-- Excerpt to read follows --

The lever we can all pull in 2021: Weed

Mackenzie Shults
4 min readDec 28, 2020

Personal and professional life during the pandemic has been hard on most of us. The isolation, layered with fear, tensions to mask or not to mask, and a presidential election have deepened the divides across the country. This is not surprising because without the opportunity to develop shared experiences, which is really tough to do sans in real life — and even with zoom — we don’t move closer to one another’s perspectives, but more easily drift apart. We aren’t just silo-ed via Facebook algorithms; it’s more limited, physical spaces than ever before.

Fortunately, cannabis seems to be a unique, multifaceted plant/idea/industry/medicine/social justice lever that we can jointly pull. In red and blue states, people are saying yes to weed. Attitudes towards legalization, regardless of personal use, have the majority of Americans supporting it, despite the federal government’s decades long campaigns to mislead the public, criminalize communities of color, and deprive its citizens of medicinal, therapeutic, and generally joy-inducing molecules.

Cannabis has been shown to do the exact opposite of cause harm even when studies were designed to help “unbiasedly’’ prove harmful effects. You can check out the history of the report generated by the Shafer Commission to learn how prohibition efforts omitted empirical studies to gain momentum towards prohibition. In a nutshell, the commission urged the federal government to reframe the American “drug problem” or else risk perpetuating the same issues present in the 70s — instead of doing this, we went in the opposite direction: we ramped up incarceration, especially in non-white populations, exacerbating racial tensions because arrests at any point in life can have deleterious impacts within and across family units; classified weed in such a way that deemed it to have zero medical use with high levels of risk for addiction or abuse (on par with heroine); created medical marijuana refugees, forcing families to uproot themselves in order to provide life-saving treatments for their children suffering from debilitating seizures; and, though I don’t have all the facts on this, highly discouraged the cultivation of hemp as an industrial crop, which was previously farmed by our founding fathers, to be used for hundreds of commercial uses as a renewable crop, unnecessarily taking us farther away from environmental sustainability.

-- Excerpt to read concluded --
-- Data excerpts follows --

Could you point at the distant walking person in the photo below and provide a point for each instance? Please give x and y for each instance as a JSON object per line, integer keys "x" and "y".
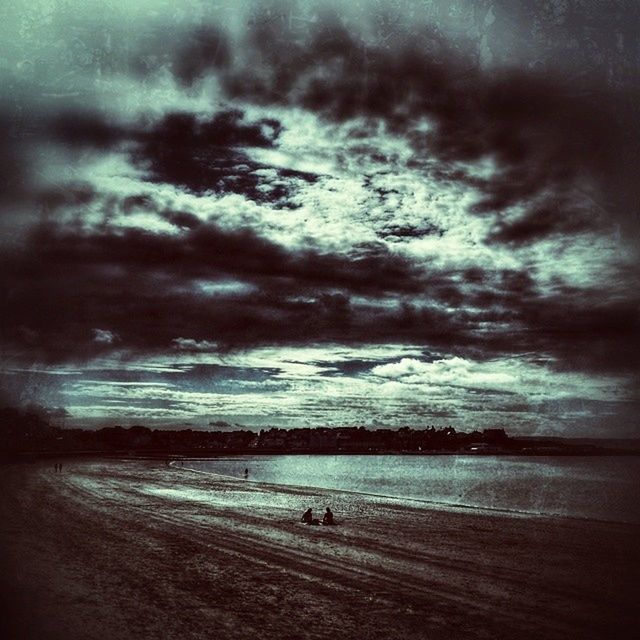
{"x": 327, "y": 518}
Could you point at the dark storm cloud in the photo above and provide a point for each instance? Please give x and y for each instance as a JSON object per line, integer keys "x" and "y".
{"x": 64, "y": 285}
{"x": 208, "y": 156}
{"x": 197, "y": 154}
{"x": 556, "y": 217}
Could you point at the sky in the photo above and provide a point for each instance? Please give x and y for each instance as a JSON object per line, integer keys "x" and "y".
{"x": 310, "y": 214}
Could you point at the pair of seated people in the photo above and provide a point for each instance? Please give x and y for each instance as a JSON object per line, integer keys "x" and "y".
{"x": 327, "y": 518}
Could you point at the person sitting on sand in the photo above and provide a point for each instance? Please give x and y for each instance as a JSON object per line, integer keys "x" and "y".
{"x": 307, "y": 517}
{"x": 328, "y": 517}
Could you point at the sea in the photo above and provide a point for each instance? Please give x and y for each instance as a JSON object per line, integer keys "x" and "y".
{"x": 592, "y": 487}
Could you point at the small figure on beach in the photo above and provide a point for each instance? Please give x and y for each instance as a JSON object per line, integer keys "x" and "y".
{"x": 307, "y": 517}
{"x": 327, "y": 518}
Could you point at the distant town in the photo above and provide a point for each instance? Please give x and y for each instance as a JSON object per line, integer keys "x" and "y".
{"x": 24, "y": 433}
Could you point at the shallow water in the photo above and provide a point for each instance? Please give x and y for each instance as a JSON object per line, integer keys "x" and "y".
{"x": 602, "y": 488}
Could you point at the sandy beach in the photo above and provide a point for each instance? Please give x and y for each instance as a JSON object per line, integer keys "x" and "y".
{"x": 135, "y": 549}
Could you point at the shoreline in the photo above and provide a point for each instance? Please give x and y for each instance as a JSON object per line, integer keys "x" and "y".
{"x": 135, "y": 549}
{"x": 436, "y": 504}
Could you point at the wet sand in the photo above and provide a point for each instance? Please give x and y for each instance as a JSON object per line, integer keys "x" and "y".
{"x": 118, "y": 550}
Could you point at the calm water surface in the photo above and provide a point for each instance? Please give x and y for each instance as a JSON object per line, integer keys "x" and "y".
{"x": 604, "y": 488}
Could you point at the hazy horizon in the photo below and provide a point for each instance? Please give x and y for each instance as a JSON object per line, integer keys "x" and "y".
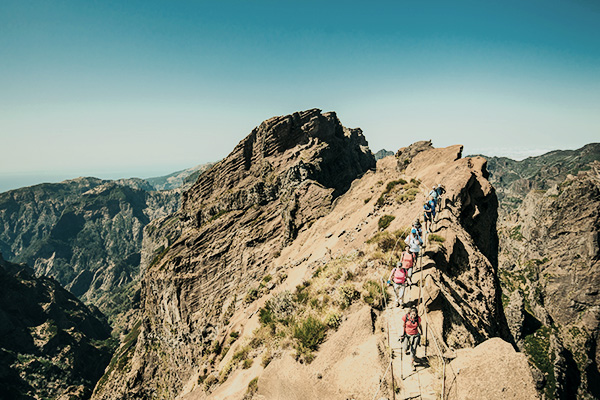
{"x": 8, "y": 183}
{"x": 115, "y": 89}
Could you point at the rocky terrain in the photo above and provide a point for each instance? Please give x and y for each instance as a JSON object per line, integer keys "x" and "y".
{"x": 86, "y": 233}
{"x": 513, "y": 180}
{"x": 550, "y": 264}
{"x": 266, "y": 283}
{"x": 383, "y": 153}
{"x": 51, "y": 345}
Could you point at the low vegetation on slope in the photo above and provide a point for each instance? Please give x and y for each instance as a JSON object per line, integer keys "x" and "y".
{"x": 301, "y": 319}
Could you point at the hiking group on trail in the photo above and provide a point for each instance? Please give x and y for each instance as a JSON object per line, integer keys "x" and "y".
{"x": 400, "y": 276}
{"x": 411, "y": 334}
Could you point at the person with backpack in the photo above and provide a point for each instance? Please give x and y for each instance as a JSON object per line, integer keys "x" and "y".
{"x": 414, "y": 241}
{"x": 440, "y": 191}
{"x": 417, "y": 226}
{"x": 408, "y": 260}
{"x": 411, "y": 334}
{"x": 428, "y": 215}
{"x": 399, "y": 278}
{"x": 434, "y": 195}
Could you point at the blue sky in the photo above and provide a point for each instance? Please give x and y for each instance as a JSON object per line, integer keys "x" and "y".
{"x": 141, "y": 88}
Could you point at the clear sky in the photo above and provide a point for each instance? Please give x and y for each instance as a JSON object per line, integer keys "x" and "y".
{"x": 143, "y": 88}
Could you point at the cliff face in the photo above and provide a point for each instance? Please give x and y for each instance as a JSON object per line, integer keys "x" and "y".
{"x": 550, "y": 264}
{"x": 51, "y": 344}
{"x": 287, "y": 231}
{"x": 86, "y": 233}
{"x": 234, "y": 221}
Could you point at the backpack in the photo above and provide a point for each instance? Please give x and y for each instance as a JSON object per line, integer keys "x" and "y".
{"x": 399, "y": 276}
{"x": 407, "y": 260}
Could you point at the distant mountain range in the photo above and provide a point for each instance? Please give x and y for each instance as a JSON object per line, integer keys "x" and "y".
{"x": 52, "y": 346}
{"x": 87, "y": 232}
{"x": 514, "y": 179}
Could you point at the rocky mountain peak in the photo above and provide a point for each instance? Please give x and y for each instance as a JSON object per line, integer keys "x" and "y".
{"x": 282, "y": 152}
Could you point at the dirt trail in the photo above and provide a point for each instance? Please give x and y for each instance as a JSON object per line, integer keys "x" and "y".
{"x": 423, "y": 383}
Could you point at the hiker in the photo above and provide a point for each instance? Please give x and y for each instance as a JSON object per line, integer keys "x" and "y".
{"x": 411, "y": 334}
{"x": 428, "y": 215}
{"x": 434, "y": 195}
{"x": 414, "y": 241}
{"x": 399, "y": 278}
{"x": 408, "y": 259}
{"x": 440, "y": 191}
{"x": 417, "y": 226}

-- Data excerpts concluded --

**Problems to solve:**
A – Based on the cannabis article, state whether each statement agrees with it. Answer yes or no, and quote the words that decide it.
(i) A majority of Americans support legalization.
(ii) Support for weed shows up only in blue states.
(iii) The Shafer Commission recommended more incarceration.
B – Reproduce the cannabis article from "The lever we" up to and including "than ever before.".
C – Carry the cannabis article on from its last sentence.
The records have no part in this work.

**Answers to the exercise:**
A –
(i) Yes: "have the majority of Americans supporting it"
(ii) No: "In red and blue states, people are saying yes to weed."
(iii) No: "the commission urged the federal government to reframe the American “drug problem”"

B –
The lever we can all pull in 2021: Weed

Mackenzie Shults
4 min readDec 28, 2020

Personal and professional life during the pandemic has been hard on most of us. The isolation, layered with fear, tensions to mask or not to mask, and a presidential election have deepened the divides across the country. This is not surprising because without the opportunity to develop shared experiences, which is really tough to do sans in real life — and even with zoom — we don’t move closer to one another’s perspectives, but more easily drift apart. We aren’t just silo-ed via Facebook algorithms; it’s more limited, physical spaces than ever before.

C –
Even with all the wrong turns, we’ve pivoted towards sensible policy and reform. And it feels good to see rational progress during a time when so much of our days are spent trying to make sense of what is going on in the world. I can’t speak for everyone, but it makes sense to legalize cannabis if it creates jobs, facilitates restorative justice movements, chips away at the opioid epidemic, and brings joy into people’s lives during a time when many feel alone. While we likely cannot expect the Senate to duplicate passage of the MORE Act in 2021, we can continue to support work by organizations such as The Last Prisoner Project, Cannabis for Black Lives, and The Wholistic Foundation. The progress and triumph of moving cannabis from illicit to essential should be celebrated, yet we must temper this with the fact that thousands of people are sitting in prison for minor marijuana offenses — The Last Prisoner Project tackles this head on; we can seize this opportunity for wealth and job creation at a massive scale, but let’s be sure to build equity at the same time — Cannabis for Black Lives takes a three-pronged approach through financial support, people upliftment, and amplification of Black voices in the legal cannabis space; let’s be excited that more than 30 states now have medical marijuana laws on the books but that people largely comply with the ideas that weed makes you lazy and acts as a gateway drug while suffering from debilitating addictions to pharmaceuticals — The Wholisitc Foundation recently completed the first-ever cannabinoid anxiety relief study, exploring cannabis efficacy for anxiety aggravated by COVID-19.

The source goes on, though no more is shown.